▸ **Stated exercise**: Please return each line of the records that contains the string "photovoltaic". Case counts.

▸ **Stored data entries**:
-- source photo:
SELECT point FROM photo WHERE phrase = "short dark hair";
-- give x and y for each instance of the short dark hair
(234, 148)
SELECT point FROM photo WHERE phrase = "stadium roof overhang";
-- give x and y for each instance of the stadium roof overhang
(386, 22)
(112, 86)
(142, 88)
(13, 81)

---

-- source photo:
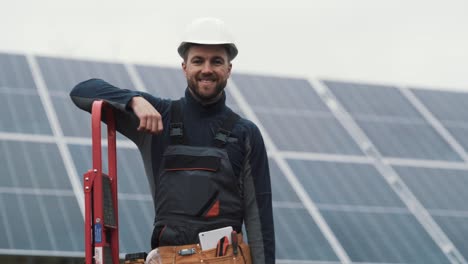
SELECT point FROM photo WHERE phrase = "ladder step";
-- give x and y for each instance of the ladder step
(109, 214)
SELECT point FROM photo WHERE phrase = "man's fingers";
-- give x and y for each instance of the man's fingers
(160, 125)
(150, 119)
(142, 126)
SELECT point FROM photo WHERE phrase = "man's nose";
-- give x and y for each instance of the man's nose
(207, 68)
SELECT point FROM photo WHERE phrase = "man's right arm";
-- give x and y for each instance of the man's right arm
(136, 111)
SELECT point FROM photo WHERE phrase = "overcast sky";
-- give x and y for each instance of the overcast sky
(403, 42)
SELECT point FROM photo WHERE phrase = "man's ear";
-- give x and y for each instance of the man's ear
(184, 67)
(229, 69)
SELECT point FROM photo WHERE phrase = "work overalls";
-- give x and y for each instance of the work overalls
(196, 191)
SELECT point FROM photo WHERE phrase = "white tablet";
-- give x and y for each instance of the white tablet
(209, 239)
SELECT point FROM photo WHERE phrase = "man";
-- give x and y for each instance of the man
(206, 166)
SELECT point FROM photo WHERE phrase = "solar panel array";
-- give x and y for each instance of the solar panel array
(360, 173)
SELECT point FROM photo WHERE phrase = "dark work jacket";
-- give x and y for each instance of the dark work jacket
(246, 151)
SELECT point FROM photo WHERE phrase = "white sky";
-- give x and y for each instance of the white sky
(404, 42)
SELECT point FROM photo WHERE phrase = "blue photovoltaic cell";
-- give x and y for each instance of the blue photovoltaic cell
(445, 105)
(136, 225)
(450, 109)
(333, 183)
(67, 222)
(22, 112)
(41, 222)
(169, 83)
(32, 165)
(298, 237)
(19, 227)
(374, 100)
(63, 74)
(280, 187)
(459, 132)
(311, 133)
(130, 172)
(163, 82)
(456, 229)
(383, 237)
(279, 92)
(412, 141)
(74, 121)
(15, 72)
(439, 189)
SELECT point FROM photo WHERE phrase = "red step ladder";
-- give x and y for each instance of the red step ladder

▸ **Worked answer**:
SELECT point FROM photo WHERE phrase = "blue photovoltaic cell";
-- give x and y for each instance of the blue photovoltaic cell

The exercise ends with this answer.